Stored data entries:

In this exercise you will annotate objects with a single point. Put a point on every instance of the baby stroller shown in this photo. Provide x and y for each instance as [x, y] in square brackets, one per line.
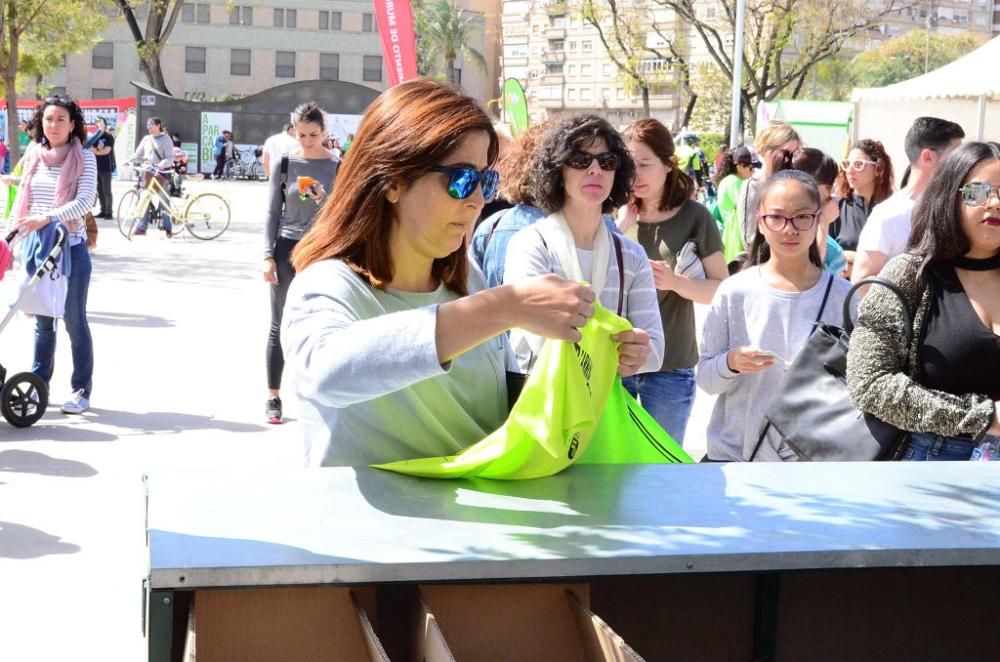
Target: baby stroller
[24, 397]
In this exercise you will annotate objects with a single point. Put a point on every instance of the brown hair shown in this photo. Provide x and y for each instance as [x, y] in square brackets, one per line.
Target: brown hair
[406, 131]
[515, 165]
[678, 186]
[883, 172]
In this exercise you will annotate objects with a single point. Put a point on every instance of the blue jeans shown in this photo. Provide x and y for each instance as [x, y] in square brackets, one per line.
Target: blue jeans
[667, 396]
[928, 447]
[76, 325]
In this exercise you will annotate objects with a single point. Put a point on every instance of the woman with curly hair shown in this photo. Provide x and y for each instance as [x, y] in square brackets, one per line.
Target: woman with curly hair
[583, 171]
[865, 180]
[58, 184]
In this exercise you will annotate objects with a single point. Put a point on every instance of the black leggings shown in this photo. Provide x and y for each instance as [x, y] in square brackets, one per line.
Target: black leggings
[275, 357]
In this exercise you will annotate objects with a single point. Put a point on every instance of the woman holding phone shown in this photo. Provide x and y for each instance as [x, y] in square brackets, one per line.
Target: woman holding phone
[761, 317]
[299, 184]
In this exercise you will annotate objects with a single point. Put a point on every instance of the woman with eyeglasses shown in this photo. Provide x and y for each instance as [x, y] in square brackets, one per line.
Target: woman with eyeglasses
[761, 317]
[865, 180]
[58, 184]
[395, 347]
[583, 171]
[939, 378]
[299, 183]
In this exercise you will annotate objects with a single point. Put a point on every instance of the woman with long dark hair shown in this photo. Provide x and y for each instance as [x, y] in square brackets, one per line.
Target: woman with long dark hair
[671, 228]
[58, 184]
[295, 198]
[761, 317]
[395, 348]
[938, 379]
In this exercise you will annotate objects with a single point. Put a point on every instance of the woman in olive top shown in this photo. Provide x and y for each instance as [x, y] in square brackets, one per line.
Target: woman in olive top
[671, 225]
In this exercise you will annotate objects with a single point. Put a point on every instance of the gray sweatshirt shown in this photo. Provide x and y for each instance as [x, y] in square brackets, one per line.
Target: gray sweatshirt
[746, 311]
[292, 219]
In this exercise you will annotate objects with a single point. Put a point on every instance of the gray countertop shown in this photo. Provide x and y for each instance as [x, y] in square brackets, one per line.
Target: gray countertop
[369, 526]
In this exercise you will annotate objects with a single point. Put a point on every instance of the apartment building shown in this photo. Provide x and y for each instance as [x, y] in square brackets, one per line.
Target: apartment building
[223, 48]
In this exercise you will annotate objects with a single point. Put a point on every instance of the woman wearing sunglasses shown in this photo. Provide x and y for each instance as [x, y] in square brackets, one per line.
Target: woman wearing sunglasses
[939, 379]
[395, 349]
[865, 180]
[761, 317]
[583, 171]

▶ [To do]: Could you return exactly the stretch of the data above that starts at the line with "the woman holding" and ends at the line with "the gray sweatshirt", both lines included?

▶ [Response]:
In this exercise you will annotate objects with a single point. Put a point on every instance of the woman holding phone shown in this photo. Provide x and y for each instance as [x, y] in square brackets, one per line.
Target: woman holding phone
[761, 317]
[299, 184]
In this exercise you will annotate objects with a single point. Put a point on every instance of the woman with eyeglasses shown in this photo. Provide x and y for each instance as [x, y] in square brackets, one per line.
Target: woman with eyeglasses
[761, 317]
[865, 180]
[58, 184]
[395, 347]
[583, 171]
[939, 378]
[299, 183]
In this exercise you will annotate objects with a single point. Put a point on every instance of the woman with long dark hair shown in this photo. Provide x and y for each instance as [x, y] in square brackets, one per line.
Target: woman with long dark hair
[671, 228]
[58, 184]
[295, 198]
[761, 317]
[395, 348]
[938, 379]
In this exercise you will annotate objects with a single point. Put a point on every instance of the woman in olive top shown in this photo. Provide x and y for each instance as [x, y] in square brackets, one per line.
Target: woman in olive top
[671, 225]
In this exercise you will annotate objects with a single point. Put a point on every instance of the gray sweatshirt shown in this photo. Provide x and y for each instance as [x, y] in square brackets, one per line.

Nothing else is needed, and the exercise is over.